▶ Working data:
•••••

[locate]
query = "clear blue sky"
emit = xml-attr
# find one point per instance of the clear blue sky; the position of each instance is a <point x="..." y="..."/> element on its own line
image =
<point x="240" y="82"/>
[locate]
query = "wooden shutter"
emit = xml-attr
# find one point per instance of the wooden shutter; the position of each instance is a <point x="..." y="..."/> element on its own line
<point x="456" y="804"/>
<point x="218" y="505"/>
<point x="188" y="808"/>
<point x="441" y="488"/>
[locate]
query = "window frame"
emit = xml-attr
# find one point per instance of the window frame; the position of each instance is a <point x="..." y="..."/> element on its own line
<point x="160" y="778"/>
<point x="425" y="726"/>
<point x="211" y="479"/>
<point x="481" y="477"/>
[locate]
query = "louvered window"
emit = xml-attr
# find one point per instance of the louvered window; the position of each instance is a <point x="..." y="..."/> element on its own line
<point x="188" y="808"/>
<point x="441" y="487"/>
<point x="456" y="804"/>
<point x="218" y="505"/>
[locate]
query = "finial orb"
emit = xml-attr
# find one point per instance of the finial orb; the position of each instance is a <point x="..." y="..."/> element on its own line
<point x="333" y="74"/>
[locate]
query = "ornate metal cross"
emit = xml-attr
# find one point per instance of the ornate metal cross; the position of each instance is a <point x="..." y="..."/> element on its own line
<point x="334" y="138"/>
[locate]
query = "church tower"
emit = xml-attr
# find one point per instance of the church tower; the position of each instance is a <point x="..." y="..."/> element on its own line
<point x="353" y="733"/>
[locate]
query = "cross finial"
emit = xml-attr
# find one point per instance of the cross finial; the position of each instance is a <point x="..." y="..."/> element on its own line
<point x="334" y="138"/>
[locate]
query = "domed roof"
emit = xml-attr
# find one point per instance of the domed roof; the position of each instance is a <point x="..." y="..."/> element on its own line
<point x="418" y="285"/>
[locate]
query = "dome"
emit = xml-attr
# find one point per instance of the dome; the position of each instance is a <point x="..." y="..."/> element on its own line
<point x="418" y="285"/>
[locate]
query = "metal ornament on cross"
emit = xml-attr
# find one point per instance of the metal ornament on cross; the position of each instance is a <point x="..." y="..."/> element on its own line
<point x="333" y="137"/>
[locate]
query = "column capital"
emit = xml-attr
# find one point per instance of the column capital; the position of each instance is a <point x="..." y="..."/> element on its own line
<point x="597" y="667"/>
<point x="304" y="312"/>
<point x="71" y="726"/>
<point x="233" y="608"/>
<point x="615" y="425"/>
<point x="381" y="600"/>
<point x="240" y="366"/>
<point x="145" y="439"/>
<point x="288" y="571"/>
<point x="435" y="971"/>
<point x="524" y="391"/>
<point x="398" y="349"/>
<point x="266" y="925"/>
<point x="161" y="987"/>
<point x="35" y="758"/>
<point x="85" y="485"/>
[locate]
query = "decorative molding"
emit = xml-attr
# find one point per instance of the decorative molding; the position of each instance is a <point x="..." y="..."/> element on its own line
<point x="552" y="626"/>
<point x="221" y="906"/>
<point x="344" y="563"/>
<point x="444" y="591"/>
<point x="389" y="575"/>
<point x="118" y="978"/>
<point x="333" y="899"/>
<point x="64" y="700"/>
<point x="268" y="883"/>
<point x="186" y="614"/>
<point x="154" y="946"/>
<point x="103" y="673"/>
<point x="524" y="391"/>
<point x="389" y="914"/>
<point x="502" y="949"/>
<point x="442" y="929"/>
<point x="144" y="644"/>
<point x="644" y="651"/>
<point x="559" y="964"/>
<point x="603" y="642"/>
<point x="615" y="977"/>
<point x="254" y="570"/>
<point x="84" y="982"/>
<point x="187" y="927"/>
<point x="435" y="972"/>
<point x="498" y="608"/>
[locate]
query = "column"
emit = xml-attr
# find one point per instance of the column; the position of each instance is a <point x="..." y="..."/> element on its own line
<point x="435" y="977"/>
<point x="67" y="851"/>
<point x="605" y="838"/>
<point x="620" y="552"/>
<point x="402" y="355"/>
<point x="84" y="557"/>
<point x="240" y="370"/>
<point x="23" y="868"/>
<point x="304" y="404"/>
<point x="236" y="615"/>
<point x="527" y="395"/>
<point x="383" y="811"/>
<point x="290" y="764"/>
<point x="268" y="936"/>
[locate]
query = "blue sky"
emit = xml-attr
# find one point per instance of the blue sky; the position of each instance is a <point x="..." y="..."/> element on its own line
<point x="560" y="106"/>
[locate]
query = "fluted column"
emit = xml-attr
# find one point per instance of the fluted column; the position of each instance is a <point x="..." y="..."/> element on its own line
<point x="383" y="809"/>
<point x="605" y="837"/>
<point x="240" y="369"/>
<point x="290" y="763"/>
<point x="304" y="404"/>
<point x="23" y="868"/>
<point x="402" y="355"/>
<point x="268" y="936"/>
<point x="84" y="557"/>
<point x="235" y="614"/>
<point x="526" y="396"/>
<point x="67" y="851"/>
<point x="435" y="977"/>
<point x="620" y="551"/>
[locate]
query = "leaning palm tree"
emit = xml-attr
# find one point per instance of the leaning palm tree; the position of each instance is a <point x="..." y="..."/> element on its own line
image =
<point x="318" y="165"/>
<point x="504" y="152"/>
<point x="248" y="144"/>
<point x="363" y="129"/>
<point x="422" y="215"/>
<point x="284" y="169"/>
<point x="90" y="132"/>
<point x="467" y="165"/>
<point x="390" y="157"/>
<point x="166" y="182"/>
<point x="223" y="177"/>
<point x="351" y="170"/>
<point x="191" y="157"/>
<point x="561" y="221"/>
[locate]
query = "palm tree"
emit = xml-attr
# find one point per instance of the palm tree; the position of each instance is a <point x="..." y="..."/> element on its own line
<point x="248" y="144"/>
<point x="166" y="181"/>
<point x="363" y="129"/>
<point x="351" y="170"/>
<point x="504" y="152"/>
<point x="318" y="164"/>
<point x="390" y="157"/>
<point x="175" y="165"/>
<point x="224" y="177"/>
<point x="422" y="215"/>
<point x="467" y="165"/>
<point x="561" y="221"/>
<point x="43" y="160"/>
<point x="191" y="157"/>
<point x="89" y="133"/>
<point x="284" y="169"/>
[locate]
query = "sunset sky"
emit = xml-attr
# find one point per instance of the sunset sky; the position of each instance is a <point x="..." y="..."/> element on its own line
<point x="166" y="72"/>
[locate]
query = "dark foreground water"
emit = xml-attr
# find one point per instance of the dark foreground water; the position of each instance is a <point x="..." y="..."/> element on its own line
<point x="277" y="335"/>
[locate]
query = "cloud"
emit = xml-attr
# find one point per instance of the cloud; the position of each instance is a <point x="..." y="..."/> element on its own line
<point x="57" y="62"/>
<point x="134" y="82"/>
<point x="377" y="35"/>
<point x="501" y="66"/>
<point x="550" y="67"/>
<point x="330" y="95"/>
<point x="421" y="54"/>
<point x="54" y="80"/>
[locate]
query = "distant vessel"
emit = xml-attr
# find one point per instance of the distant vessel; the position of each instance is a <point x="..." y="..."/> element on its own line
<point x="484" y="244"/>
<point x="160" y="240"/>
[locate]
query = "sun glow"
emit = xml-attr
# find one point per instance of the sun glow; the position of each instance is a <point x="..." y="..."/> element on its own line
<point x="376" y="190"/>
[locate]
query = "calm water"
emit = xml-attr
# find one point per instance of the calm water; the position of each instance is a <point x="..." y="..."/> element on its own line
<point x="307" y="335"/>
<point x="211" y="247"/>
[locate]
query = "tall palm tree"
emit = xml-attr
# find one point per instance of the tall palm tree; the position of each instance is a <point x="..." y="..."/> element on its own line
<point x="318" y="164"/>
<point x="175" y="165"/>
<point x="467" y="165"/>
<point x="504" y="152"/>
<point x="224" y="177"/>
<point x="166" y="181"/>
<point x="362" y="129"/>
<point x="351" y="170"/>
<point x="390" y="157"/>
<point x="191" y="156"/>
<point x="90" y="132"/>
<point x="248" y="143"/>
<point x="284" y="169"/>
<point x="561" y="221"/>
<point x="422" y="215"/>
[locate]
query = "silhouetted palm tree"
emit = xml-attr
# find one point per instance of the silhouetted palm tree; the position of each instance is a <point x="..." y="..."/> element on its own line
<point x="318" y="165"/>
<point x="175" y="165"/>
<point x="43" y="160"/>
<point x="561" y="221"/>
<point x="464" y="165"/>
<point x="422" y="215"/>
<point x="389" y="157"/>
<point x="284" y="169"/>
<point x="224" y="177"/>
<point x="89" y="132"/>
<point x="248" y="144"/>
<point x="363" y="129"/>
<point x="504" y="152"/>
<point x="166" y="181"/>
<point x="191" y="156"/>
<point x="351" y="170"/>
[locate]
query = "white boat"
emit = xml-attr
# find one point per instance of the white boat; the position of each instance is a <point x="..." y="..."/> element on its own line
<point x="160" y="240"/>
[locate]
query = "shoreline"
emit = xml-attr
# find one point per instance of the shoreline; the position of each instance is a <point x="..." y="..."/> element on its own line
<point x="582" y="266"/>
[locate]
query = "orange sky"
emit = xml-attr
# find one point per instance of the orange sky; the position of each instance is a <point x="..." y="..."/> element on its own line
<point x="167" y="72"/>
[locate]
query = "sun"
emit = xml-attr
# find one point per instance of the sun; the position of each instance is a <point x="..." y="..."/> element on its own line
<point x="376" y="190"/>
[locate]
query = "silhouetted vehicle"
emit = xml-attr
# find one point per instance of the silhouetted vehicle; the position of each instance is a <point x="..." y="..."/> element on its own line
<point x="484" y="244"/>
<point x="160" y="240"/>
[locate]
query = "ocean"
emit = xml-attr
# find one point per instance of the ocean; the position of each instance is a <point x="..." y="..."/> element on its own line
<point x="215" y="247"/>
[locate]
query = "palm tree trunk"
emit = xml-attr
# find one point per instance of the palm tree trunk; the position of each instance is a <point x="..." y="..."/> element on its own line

•••••

▶ The task:
Extract each line of the items above that contains the string "dark". The match is case-sensitive.

▶ Output below:
query = "dark foreground water"
# find one point per instance of the dark foreground water; the position of each instance is a <point x="..." y="..."/> element on its own line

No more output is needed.